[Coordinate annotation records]
# # # # # # #
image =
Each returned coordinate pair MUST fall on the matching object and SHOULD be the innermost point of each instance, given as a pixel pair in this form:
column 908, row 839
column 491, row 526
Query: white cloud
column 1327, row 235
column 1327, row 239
# # # # # # #
**Your objective:** Copy out every line of the records above word for word, with nothing changed.

**Answer to the task:**
image =
Each returned coordinate pair MUST fall on the matching object and SHOULD be the innermost point of each instance, given as a pixel pair in this form:
column 908, row 839
column 491, row 526
Query: white cloud
column 1327, row 235
column 1327, row 239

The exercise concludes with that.